## Instructions for the task
Restate the records below word for word, leaving nothing out.

▬▬▬▬▬▬▬▬▬▬

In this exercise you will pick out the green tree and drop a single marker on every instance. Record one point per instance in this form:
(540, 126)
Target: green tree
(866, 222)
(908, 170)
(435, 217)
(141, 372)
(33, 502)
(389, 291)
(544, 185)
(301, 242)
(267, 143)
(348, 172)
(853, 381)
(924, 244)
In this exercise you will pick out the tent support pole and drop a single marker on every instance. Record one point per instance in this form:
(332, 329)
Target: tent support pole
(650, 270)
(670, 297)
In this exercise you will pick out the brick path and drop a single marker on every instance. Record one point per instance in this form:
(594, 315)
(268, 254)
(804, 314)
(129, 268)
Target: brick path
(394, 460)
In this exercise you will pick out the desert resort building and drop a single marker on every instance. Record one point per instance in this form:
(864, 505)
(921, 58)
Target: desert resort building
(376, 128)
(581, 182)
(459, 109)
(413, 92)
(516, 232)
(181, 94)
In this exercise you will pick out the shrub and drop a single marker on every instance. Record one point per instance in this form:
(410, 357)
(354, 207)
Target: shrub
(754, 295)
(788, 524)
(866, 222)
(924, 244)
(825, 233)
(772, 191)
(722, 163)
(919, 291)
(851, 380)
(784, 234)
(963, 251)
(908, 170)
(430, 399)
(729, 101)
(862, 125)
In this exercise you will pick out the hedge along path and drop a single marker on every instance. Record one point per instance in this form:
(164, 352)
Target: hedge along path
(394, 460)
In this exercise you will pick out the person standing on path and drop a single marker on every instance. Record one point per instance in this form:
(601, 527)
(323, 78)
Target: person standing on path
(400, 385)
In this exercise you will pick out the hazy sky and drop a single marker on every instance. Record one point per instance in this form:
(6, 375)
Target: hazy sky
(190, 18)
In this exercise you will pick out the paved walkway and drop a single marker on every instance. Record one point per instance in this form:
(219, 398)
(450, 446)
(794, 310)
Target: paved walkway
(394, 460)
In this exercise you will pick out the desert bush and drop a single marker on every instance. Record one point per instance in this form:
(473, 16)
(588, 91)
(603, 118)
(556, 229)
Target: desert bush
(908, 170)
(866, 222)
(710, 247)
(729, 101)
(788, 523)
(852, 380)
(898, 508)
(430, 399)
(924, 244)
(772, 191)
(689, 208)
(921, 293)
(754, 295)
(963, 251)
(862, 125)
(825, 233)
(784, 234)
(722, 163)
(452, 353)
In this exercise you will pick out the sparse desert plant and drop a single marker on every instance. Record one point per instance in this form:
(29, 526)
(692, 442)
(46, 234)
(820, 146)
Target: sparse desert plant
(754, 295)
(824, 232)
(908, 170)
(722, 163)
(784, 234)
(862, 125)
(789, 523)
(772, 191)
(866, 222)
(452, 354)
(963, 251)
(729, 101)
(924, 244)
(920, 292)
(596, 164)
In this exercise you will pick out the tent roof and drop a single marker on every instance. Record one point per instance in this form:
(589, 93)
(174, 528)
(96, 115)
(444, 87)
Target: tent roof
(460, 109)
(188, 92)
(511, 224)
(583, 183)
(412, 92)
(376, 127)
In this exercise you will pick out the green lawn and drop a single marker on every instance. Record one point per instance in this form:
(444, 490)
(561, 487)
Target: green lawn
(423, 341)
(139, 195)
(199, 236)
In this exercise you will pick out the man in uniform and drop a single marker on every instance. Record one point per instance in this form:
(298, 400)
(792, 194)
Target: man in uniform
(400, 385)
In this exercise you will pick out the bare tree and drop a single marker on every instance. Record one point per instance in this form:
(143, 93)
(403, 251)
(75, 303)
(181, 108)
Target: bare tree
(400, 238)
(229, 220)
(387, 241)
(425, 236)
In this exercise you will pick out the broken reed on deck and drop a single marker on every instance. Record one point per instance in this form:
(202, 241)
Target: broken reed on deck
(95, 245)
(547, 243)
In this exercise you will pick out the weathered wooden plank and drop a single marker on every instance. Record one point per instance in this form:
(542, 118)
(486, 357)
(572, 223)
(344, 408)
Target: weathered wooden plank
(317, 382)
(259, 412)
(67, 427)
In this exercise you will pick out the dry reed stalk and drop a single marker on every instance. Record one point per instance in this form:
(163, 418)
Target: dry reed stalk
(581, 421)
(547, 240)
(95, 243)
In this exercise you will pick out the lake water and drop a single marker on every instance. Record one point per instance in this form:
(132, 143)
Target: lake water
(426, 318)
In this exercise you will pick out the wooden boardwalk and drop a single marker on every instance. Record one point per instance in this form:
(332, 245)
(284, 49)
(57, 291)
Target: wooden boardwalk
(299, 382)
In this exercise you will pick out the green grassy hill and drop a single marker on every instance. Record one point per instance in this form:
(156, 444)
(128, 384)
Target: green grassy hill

▬▬▬▬▬▬▬▬▬▬

## Written response
In this exercise you will pick out the green tree and drop a single marker on every instance. Record one point per instance in this form:
(540, 126)
Target: green tree
(866, 222)
(908, 170)
(435, 217)
(141, 372)
(33, 502)
(389, 291)
(544, 185)
(301, 242)
(267, 143)
(348, 172)
(853, 381)
(924, 244)
In this exercise you will pick out the tent support pole and drop a single marker on every instance. Record one point per instance in this form:
(332, 329)
Target: tent support pole
(650, 270)
(670, 297)
In this exercise you will pick out the brick path and drop a single marker on every instance. Record one point per instance in this form:
(594, 315)
(268, 254)
(804, 314)
(129, 268)
Target: brick path
(394, 460)
In this exercise you will pick out the desert resort building and drop a single marker on every instance. Record one point per instance in this form:
(864, 505)
(921, 58)
Target: desert resort building
(376, 128)
(581, 182)
(459, 109)
(413, 92)
(516, 232)
(181, 94)
In this exercise you will pick out the shrub and drop a single marker on every instance. Record one point per instance in this form:
(410, 357)
(354, 207)
Target: shrub
(754, 295)
(788, 524)
(866, 222)
(924, 244)
(825, 233)
(772, 191)
(722, 163)
(919, 291)
(851, 380)
(784, 234)
(963, 251)
(908, 170)
(430, 399)
(729, 101)
(862, 125)
In this exercise you will pick out the hedge along path and drop a single marker on every instance. Record one point per instance in this form:
(164, 352)
Target: hedge along path
(394, 460)
In this exercise you will pick out the person standing on path and drop a single marker on every instance. Record one point per instance in this form:
(601, 527)
(323, 78)
Target: person standing on path
(400, 385)
In this exercise you will pick out the hazy sky and drop a single marker on every instance. Record one point per instance in this form:
(6, 375)
Target: hazy sky
(190, 18)
In this exercise you will pick out the paved walkway and drop a single marker on every instance. Record one point per instance in this form:
(219, 398)
(450, 446)
(794, 310)
Target: paved walkway
(394, 460)
In this exercise you will pick out the desert bush and drop a single marker on every instance. Record one point per instance in this form:
(473, 16)
(588, 91)
(603, 118)
(556, 229)
Target: desert bush
(908, 170)
(866, 222)
(710, 247)
(729, 101)
(788, 523)
(852, 380)
(898, 508)
(430, 399)
(924, 244)
(772, 191)
(689, 208)
(921, 293)
(754, 295)
(963, 251)
(862, 125)
(825, 233)
(784, 234)
(722, 163)
(452, 353)
In this exercise you will pick out the sparse desert plant and drop a single marker on every instance. Record one point per instance in this form:
(29, 526)
(692, 442)
(46, 234)
(820, 146)
Target: sparse desert plant
(754, 295)
(824, 232)
(908, 170)
(722, 163)
(784, 234)
(862, 125)
(789, 523)
(772, 191)
(866, 222)
(452, 354)
(963, 251)
(729, 101)
(924, 244)
(920, 292)
(596, 164)
In this exercise you will pick out the tent roof and drop a single marker on every instance. Record one point per instance in this form:
(589, 93)
(174, 528)
(96, 115)
(444, 87)
Target: tent roof
(460, 109)
(188, 92)
(511, 224)
(583, 183)
(412, 92)
(376, 127)
In this exercise you will pick out the green lawn and drop a single marker on every instance. Record one point per instance in this form:
(444, 490)
(561, 487)
Target: green lawn
(423, 341)
(139, 195)
(199, 236)
In this exercise you will pick out the man in uniform and drop a single marker on every instance. Record one point per instance in this form:
(298, 400)
(792, 194)
Target: man in uniform
(400, 385)
In this exercise you will pick out the bare tree and drop a single marker on every instance. Record one point per instance in this form:
(143, 93)
(403, 251)
(75, 303)
(181, 108)
Target: bare tree
(400, 238)
(229, 220)
(387, 241)
(425, 236)
In this exercise you will pick out the broken reed on deck and drop a single marker on every instance. Record one point per instance in this form:
(202, 241)
Target: broken reed on deck
(95, 245)
(547, 243)
In this exercise you will pick out the weathered wooden plank and drop a single marker on every instance. Record one point per instance in this form:
(542, 118)
(486, 357)
(572, 223)
(344, 408)
Target: weathered wooden plank
(317, 382)
(259, 412)
(67, 427)
In this exercise you will pick out the dry reed stalk and drop a single marker on every instance. Record one point per instance in this form:
(163, 418)
Target: dry reed stalk
(581, 421)
(547, 240)
(95, 243)
In this exercise you will pick out the lake water and drop a single marker on every instance. Record one point per instance in this form:
(132, 143)
Target: lake water
(426, 318)
In this exercise you will pick out the wooden boardwalk and drop a single marker on every instance. Record one point per instance in this form:
(332, 245)
(284, 49)
(57, 291)
Target: wooden boardwalk
(299, 382)
In this exercise you will pick out the green grassy hill and drop a single marker on every instance. Record one point per instance in this form:
(156, 444)
(128, 384)
Target: green grassy hill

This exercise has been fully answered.